AIM: The data must be returned in full and exactly as given.

STORED RECORDS:
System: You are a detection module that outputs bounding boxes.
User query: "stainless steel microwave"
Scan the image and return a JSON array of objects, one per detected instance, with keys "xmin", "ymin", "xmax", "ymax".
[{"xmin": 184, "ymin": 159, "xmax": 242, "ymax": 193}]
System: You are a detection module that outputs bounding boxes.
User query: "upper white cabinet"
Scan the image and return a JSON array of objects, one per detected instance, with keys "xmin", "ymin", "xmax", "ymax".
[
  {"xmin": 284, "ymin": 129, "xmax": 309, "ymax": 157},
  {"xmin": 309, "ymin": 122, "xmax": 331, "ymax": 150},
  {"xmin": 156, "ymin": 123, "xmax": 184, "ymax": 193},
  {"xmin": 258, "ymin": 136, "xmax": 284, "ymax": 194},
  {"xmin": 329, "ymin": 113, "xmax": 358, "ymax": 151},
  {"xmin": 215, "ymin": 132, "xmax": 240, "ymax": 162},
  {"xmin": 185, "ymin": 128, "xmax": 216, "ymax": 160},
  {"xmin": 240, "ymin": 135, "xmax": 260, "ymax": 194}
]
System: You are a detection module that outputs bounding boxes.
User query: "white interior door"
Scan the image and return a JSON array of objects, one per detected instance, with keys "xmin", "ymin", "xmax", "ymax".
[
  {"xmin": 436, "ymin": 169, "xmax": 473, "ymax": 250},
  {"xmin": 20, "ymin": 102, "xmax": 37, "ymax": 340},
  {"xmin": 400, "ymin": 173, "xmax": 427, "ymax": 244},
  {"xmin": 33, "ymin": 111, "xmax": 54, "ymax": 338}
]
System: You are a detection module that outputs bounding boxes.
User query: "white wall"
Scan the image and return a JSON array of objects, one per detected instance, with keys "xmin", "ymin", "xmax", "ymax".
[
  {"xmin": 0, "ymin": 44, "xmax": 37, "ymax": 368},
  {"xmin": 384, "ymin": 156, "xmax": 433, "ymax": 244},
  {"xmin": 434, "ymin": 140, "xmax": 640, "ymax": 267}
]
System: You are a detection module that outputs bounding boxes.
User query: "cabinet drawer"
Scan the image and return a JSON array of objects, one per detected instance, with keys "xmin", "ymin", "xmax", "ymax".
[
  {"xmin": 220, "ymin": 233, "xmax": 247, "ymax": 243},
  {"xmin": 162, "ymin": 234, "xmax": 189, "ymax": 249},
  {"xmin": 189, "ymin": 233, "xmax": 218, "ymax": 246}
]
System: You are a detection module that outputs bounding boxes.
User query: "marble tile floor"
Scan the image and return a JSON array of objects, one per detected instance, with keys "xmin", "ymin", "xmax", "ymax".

SOLUTION TO THE EXERCISE:
System: You are a detection module that outputs bounding boxes.
User query: "stainless steel microwave"
Scan the image and return a JSON array of objects, one per detected instance, with keys "xmin", "ymin", "xmax", "ymax".
[{"xmin": 184, "ymin": 159, "xmax": 242, "ymax": 193}]
System: You are a detection module that outputs bounding boxes.
User query: "upper white cabinet"
Scan the image and return a JSON array of objects, one per detected instance, with keys "xmin", "ymin", "xmax", "ymax".
[
  {"xmin": 284, "ymin": 129, "xmax": 309, "ymax": 157},
  {"xmin": 309, "ymin": 122, "xmax": 331, "ymax": 150},
  {"xmin": 156, "ymin": 123, "xmax": 184, "ymax": 193},
  {"xmin": 258, "ymin": 136, "xmax": 284, "ymax": 194},
  {"xmin": 329, "ymin": 113, "xmax": 358, "ymax": 151},
  {"xmin": 215, "ymin": 132, "xmax": 240, "ymax": 162},
  {"xmin": 185, "ymin": 128, "xmax": 216, "ymax": 160},
  {"xmin": 240, "ymin": 135, "xmax": 260, "ymax": 194}
]
System: You are a detection module that outputs bounding boxes.
User query: "white interior door"
Scan the image and return a JSON array of objects, one per detected instance, with keys "xmin", "ymin", "xmax", "ymax".
[
  {"xmin": 436, "ymin": 169, "xmax": 473, "ymax": 250},
  {"xmin": 20, "ymin": 102, "xmax": 37, "ymax": 340},
  {"xmin": 400, "ymin": 173, "xmax": 427, "ymax": 244},
  {"xmin": 33, "ymin": 111, "xmax": 54, "ymax": 338}
]
System: You are a detection module that outputs bounding boxes.
User query: "white wall"
Scan the image and return a JSON array of objects, one per detected instance, with keys "xmin", "ymin", "xmax", "ymax".
[
  {"xmin": 0, "ymin": 44, "xmax": 37, "ymax": 368},
  {"xmin": 384, "ymin": 156, "xmax": 433, "ymax": 244},
  {"xmin": 434, "ymin": 140, "xmax": 640, "ymax": 267}
]
System: You are a detection module that outputs bounding boxes.
User query: "cabinet drawer"
Scan the image and return a JSON array of objects, one per detected instance, with keys "xmin", "ymin", "xmax", "ymax".
[
  {"xmin": 220, "ymin": 233, "xmax": 247, "ymax": 243},
  {"xmin": 162, "ymin": 234, "xmax": 189, "ymax": 249},
  {"xmin": 189, "ymin": 233, "xmax": 218, "ymax": 246}
]
System: You are a detection module that outputs bounding boxes.
User query: "marble tile floor"
Scan the image and return a JSON array of objects, one per detected instance, with keys "xmin", "ymin", "xmax", "ymax".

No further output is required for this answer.